======== SUPPLIED RECORDS
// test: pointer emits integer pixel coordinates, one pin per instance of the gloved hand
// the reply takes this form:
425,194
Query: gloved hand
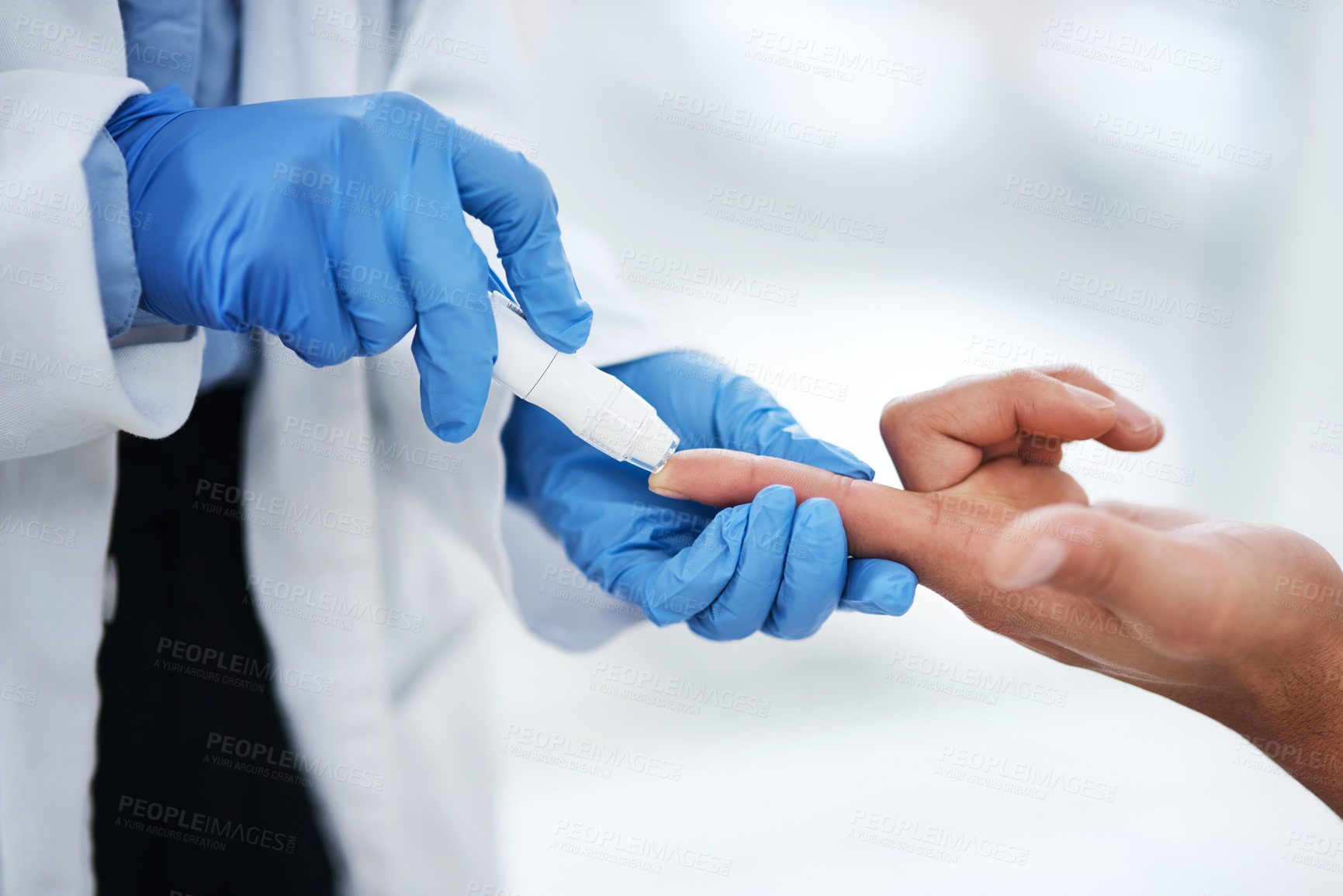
764,566
337,225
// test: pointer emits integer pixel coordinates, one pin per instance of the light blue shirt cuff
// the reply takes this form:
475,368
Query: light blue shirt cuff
115,250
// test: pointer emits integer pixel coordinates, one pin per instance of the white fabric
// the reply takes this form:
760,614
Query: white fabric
406,703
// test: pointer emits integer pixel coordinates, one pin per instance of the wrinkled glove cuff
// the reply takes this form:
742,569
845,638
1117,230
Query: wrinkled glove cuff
137,119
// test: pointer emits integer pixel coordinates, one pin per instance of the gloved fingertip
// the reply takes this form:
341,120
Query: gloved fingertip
880,587
574,335
453,433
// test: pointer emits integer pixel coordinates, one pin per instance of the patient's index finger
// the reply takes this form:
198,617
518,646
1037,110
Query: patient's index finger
878,521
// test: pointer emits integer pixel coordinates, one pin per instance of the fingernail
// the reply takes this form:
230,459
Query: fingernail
1134,418
657,488
1029,565
1088,398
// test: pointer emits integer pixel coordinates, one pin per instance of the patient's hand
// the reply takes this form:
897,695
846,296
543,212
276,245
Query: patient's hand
973,455
1240,622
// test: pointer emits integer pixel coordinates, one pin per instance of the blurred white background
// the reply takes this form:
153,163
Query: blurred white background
988,99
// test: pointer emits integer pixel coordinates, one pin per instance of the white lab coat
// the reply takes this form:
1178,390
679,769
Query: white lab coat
404,704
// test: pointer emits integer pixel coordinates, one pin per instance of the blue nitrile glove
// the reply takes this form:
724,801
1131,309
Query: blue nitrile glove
764,566
337,225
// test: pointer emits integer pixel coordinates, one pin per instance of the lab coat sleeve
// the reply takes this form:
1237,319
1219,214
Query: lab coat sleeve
61,380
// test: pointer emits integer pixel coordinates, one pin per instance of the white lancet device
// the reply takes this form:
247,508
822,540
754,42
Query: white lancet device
599,409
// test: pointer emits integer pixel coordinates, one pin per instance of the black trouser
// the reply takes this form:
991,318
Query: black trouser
194,790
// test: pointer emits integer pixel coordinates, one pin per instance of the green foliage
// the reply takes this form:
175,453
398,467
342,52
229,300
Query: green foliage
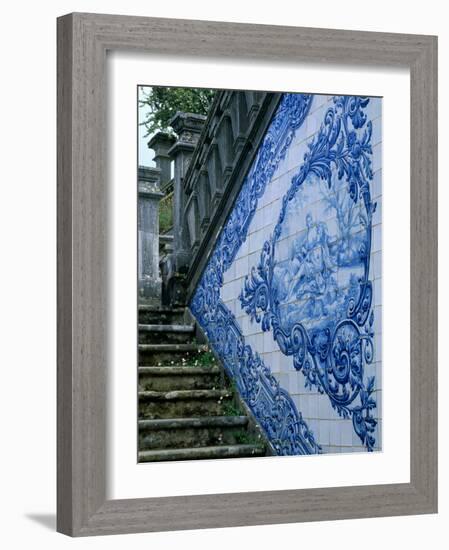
163,103
231,409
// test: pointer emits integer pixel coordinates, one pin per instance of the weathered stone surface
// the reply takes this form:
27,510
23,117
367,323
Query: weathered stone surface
161,143
188,409
148,235
219,451
154,334
177,378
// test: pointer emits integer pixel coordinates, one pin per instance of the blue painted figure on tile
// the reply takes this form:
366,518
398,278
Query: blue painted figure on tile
311,287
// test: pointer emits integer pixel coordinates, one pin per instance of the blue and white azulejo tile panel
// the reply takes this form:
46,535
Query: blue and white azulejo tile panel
291,296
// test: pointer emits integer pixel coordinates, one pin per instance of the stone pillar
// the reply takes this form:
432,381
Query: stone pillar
161,144
188,127
149,278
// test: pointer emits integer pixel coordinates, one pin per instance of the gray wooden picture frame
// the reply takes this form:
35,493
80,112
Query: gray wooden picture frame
83,40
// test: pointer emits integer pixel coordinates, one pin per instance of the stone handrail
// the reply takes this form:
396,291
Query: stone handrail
225,150
211,158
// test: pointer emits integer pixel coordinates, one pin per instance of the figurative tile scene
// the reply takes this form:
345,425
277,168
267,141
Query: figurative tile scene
260,306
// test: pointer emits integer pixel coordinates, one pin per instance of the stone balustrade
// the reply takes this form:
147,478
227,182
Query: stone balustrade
211,158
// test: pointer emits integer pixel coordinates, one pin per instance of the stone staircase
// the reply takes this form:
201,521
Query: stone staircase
188,408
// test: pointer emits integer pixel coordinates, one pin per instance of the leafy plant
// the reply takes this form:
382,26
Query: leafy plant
162,103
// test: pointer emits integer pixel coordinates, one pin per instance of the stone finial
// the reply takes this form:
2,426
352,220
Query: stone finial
188,126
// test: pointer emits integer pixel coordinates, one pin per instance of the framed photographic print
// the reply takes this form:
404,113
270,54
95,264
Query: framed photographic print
247,277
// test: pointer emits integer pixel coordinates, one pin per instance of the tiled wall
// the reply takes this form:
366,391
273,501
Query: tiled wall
311,245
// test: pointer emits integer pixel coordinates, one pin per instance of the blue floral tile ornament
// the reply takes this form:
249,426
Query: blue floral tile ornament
272,406
315,295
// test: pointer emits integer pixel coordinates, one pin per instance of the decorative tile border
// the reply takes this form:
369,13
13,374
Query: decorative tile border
271,405
331,351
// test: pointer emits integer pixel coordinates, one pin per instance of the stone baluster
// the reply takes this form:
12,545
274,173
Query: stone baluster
188,127
161,143
149,279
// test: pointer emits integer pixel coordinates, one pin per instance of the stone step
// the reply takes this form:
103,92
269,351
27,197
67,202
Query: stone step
166,378
153,354
192,432
199,453
162,315
183,403
157,334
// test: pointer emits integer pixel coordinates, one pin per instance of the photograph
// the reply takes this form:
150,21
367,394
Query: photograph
259,299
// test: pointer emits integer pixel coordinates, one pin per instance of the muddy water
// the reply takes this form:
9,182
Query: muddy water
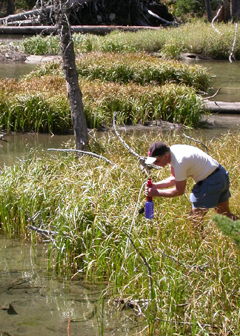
33,302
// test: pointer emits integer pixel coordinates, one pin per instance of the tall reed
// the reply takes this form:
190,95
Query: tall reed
195,37
91,205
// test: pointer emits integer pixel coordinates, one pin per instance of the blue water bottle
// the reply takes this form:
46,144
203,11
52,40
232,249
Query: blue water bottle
149,204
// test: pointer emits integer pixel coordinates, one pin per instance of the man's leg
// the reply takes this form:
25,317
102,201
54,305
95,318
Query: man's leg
223,209
197,215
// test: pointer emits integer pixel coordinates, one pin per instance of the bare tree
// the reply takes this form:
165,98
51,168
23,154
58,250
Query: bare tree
235,9
70,72
209,10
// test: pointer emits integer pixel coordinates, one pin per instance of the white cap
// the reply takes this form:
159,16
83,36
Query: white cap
150,160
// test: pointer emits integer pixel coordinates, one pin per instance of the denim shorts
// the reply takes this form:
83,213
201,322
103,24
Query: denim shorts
212,190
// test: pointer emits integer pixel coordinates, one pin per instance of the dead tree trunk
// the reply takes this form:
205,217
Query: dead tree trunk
209,10
71,75
235,9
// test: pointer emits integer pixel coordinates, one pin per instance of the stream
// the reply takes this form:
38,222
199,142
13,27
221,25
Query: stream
35,302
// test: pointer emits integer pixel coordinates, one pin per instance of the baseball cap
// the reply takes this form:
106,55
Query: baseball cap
155,150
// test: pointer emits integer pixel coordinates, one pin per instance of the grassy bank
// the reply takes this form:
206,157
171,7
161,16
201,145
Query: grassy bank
94,208
196,37
136,85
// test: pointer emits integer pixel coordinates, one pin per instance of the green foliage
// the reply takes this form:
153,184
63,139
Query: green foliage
229,228
140,87
92,205
39,45
196,37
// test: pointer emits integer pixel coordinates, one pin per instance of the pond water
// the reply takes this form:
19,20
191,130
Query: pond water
225,75
33,302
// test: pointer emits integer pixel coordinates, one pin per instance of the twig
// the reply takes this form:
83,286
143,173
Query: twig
215,17
231,56
82,152
188,323
200,267
141,158
214,95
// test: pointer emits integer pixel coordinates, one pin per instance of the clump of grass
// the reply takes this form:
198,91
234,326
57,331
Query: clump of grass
39,45
91,205
27,112
195,37
25,108
137,68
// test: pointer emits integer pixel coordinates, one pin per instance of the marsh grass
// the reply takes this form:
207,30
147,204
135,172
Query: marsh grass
195,37
139,87
91,204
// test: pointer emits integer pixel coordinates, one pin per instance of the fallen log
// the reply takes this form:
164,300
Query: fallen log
47,30
24,15
222,107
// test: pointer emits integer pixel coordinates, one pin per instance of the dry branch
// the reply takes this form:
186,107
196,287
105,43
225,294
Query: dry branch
81,152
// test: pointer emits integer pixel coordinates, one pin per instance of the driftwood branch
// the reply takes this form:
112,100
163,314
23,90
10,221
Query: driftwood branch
140,158
24,15
214,19
231,56
214,95
81,152
160,18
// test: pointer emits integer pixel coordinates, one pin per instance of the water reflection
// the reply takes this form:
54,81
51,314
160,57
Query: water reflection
15,70
34,303
225,75
19,146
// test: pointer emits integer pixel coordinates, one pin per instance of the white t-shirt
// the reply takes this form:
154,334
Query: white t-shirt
189,161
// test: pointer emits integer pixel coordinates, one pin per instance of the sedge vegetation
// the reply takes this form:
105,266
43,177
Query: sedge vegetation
194,37
93,206
138,86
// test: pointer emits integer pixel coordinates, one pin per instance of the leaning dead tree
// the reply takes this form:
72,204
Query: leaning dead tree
93,12
69,68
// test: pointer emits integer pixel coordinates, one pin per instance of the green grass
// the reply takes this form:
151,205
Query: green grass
92,204
195,37
138,86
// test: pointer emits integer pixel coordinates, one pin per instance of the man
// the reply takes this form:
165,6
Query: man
211,189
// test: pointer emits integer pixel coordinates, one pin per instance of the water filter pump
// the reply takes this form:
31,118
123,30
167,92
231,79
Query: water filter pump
149,204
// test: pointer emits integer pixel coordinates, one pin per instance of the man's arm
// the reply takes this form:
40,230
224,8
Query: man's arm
166,183
177,190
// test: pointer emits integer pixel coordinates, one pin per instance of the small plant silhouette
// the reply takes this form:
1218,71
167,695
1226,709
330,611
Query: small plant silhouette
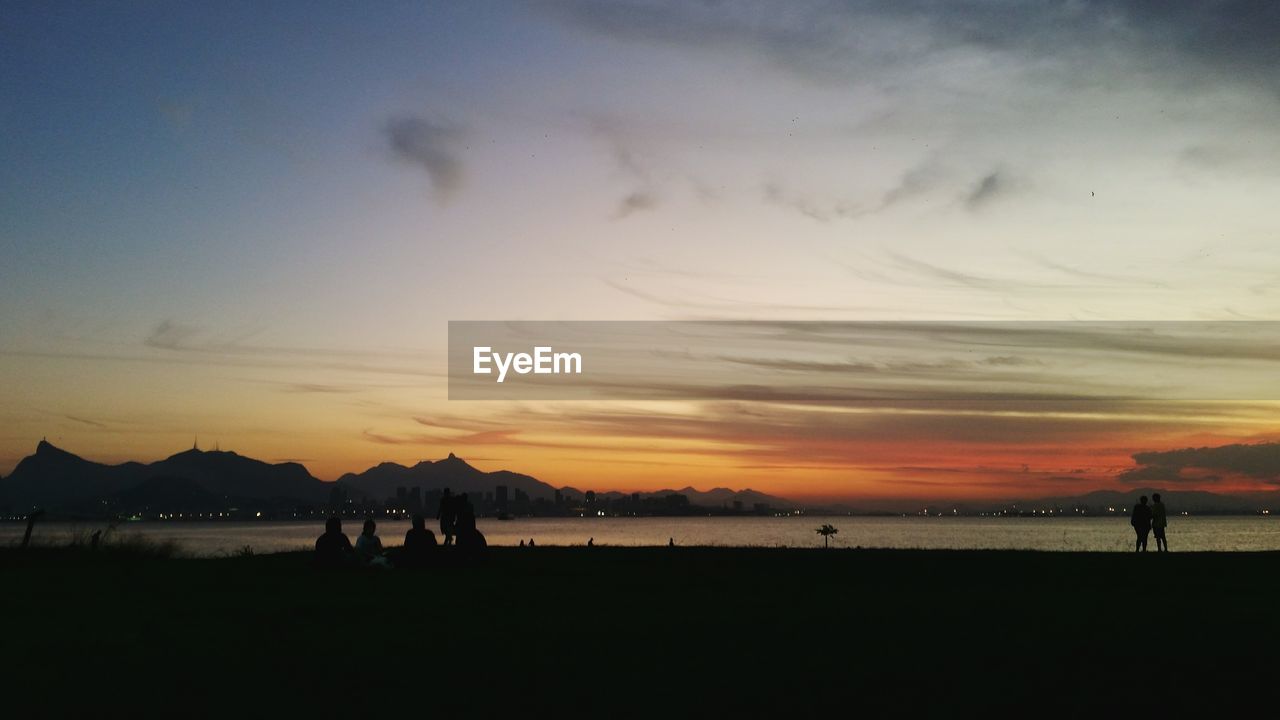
826,532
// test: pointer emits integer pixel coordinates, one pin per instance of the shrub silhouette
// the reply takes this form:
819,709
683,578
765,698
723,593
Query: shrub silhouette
826,532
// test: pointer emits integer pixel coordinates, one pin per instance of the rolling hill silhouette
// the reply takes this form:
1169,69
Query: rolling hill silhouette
191,479
455,473
59,479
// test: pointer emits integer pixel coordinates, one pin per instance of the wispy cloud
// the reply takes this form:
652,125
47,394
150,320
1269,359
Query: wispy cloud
430,146
635,203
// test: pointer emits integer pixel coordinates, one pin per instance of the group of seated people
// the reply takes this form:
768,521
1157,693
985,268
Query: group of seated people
420,548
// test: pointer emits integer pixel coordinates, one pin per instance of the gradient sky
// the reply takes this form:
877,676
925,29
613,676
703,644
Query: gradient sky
251,223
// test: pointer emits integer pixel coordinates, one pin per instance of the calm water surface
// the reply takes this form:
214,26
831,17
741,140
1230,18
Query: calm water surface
1253,533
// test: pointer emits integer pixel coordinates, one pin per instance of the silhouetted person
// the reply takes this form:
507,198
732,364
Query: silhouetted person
447,514
469,537
369,547
333,548
1141,522
464,514
31,525
1159,522
419,543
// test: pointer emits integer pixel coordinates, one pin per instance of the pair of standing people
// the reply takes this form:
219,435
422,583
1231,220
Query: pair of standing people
1147,518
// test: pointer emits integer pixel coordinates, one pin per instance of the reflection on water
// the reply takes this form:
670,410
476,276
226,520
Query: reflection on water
942,533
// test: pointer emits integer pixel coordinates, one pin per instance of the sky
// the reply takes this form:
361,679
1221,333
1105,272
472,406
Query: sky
250,224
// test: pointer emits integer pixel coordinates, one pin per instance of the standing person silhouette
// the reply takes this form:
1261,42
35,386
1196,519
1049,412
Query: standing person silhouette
1159,522
1141,522
447,515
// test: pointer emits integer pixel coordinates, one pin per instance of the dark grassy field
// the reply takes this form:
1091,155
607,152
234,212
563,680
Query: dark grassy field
612,632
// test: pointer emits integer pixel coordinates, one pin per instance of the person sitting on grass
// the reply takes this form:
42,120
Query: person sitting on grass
419,543
333,548
369,547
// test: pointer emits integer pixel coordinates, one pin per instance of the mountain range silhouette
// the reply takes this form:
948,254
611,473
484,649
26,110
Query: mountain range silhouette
195,478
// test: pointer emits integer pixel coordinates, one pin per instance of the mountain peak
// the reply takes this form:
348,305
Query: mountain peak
46,449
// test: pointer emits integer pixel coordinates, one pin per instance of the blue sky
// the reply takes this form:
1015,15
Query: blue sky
254,220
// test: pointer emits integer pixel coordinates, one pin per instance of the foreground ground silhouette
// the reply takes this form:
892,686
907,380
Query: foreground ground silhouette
626,632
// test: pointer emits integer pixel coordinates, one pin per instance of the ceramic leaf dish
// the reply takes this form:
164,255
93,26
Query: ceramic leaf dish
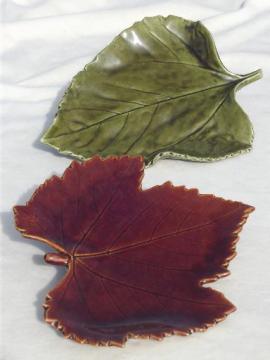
136,264
159,90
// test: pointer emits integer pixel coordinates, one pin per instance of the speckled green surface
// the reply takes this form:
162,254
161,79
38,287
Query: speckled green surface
159,90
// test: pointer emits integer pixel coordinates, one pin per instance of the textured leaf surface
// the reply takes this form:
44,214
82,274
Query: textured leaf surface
136,259
158,90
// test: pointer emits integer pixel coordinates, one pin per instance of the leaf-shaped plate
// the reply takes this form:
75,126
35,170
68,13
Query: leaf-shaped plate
136,263
158,89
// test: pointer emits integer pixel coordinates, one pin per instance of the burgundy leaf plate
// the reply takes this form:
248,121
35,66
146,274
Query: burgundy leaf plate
136,259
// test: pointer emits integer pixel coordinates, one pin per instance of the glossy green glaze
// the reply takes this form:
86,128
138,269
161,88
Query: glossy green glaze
158,89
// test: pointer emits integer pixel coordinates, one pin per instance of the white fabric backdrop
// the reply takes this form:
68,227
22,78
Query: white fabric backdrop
43,44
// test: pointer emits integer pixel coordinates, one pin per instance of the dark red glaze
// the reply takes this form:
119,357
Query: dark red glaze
136,258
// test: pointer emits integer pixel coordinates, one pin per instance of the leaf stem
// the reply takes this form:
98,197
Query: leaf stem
57,259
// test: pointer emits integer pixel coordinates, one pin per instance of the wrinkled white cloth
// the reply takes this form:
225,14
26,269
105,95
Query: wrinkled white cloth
43,44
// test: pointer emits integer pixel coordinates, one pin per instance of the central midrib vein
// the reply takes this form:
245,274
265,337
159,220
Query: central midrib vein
143,106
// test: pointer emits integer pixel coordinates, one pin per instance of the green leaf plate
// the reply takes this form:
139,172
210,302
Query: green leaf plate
160,90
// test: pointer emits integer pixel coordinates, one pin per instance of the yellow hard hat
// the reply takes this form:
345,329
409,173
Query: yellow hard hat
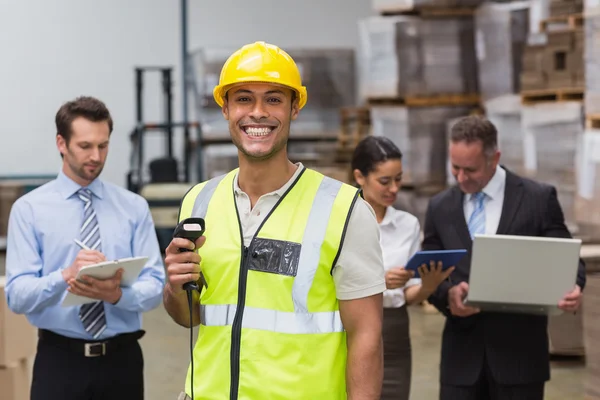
260,62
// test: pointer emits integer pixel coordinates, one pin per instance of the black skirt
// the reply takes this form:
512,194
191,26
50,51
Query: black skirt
397,355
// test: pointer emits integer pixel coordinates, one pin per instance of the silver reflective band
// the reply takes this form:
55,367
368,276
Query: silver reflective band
273,320
203,198
312,240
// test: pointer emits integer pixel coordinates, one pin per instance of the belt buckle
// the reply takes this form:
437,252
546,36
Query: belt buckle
90,349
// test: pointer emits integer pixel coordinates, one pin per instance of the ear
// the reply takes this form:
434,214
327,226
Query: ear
358,177
61,144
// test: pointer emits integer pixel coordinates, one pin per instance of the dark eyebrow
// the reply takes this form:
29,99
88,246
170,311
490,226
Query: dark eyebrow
276,91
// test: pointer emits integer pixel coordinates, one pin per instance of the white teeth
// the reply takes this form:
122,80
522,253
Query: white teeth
258,131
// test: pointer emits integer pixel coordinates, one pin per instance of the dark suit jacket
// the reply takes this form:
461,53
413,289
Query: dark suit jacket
514,347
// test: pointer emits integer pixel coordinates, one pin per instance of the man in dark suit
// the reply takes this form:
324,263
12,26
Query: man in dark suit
488,355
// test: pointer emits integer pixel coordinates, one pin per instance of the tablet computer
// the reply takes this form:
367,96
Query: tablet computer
448,258
132,267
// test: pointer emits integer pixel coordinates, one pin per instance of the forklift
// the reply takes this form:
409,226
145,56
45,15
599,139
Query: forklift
166,186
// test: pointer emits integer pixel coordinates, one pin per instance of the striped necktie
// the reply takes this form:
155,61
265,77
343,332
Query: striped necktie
92,314
477,219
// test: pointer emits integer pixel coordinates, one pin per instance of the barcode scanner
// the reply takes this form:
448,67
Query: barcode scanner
192,229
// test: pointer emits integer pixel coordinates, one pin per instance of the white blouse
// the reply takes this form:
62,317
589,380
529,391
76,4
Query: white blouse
400,238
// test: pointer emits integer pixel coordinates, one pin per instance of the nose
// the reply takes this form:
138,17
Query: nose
================
REQUEST: Repeat, word for word, every line from the line that contains "the striped necktie" to the end of the entries; include both of those lines and no others.

FINISHED EXERCISE:
// test: pointer emits integer pixel coordinates, one pin per instance of the striped necktie
// the reply takes this form:
155,61
265,77
343,332
Query: striped necktie
92,314
477,219
// test: pointer emits integer pixel coordinates, one pin per instance of the barcode scanner
// the reply takes this form:
448,67
Query: barcode scanner
192,229
// test: pointer emits integer pixel coordinates, one pin per instance of the white blouse
// the reply takes this form:
62,317
589,380
529,391
76,4
Query: white blouse
400,238
// test: pointer emits integer pixel coordinates, one pin per instance of the nose
// the reply takes this form:
138,17
Query: nose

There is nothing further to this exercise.